=== Records supplied ===

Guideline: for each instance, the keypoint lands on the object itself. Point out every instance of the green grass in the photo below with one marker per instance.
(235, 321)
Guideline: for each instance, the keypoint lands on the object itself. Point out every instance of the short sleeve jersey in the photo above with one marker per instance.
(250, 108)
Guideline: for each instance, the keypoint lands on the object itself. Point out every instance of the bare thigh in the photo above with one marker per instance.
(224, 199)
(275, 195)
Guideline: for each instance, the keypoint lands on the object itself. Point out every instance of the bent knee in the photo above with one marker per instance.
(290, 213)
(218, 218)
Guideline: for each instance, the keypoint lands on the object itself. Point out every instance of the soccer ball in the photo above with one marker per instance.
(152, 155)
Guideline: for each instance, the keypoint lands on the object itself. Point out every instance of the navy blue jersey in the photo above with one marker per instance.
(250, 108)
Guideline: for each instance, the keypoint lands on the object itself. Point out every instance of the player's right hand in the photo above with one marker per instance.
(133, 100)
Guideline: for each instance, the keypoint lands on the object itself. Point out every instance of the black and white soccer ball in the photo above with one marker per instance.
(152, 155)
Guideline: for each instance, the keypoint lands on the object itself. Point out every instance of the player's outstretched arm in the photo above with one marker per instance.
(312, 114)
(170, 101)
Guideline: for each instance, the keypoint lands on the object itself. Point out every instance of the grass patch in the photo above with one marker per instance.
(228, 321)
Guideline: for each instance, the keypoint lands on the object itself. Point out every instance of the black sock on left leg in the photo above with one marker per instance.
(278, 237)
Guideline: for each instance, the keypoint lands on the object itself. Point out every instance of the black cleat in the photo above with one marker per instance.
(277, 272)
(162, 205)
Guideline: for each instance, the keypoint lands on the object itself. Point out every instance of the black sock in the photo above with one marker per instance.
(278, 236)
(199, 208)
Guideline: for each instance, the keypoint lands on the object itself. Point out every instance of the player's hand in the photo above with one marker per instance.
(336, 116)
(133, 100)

===

* What needs to be done *
Each record above is to be returned verbatim.

* Output below *
Guideline: for each instance, the keypoint lands on the object itself. Point out every instance of the green grass in the photo below with one marker per instance.
(235, 321)
Guideline: for each instance, the keypoint lands on the object itself. Point out every instance of the short sleeve jersey in the photo above with one marker per instance.
(250, 108)
Guideline: for each instance, the keypoint lands on the object itself. Point out every instance of the bare thigh in the photo above with one marker per instance.
(224, 199)
(275, 195)
Guideline: for each instance, the keypoint lands on the object itself. Point out every instance of the bent knee in the photo above with one marker per instance.
(290, 213)
(218, 218)
Guideline: for each instance, the keypoint lands on the object itself. Point out every instance of the soccer ball in the photo above with one marker per instance.
(152, 155)
Guideline: for each instance, the keypoint lands on the object itself. Point out every instance of the navy blue jersey in the photo above with one marker per instance.
(250, 108)
Guideline: for each instance, the keypoint lands on the object itself. Point out every instance of the player's right hand in the photo above with one marker per instance.
(133, 100)
Guideline: for each instance, the keypoint lands on the object itself. Point out every instance of the black and white soccer ball in the photo above with one marker per instance.
(152, 155)
Guideline: for each instance, the keypoint lands on the object itself. Point out every instance of the player's outstretched arm in the photo above with one marker per instance.
(312, 114)
(170, 101)
Guideline: for each instance, the keypoint lands on the object itself. Point out every instance of the grass patch in the photo above with one marker per instance.
(228, 321)
Guideline: for each instance, the keypoint lands on the object itself. Point out every instance of the black sock on left leg in the photo above with one marker per instance.
(278, 237)
Guideline: for each instance, the keypoint lands on the object itself. Point out every instance of the black cleat in the photo above with one marker per instance.
(277, 272)
(162, 205)
Guideline: for each instance, the keypoint lands on the object itself. Point out every instance of the black sock in the photo above with one marker per instance.
(278, 236)
(199, 208)
Guideline: for each instance, the keypoint lands on the object itself. Point out every instance of the player's hand in the photo above with one marker per instance.
(336, 116)
(133, 100)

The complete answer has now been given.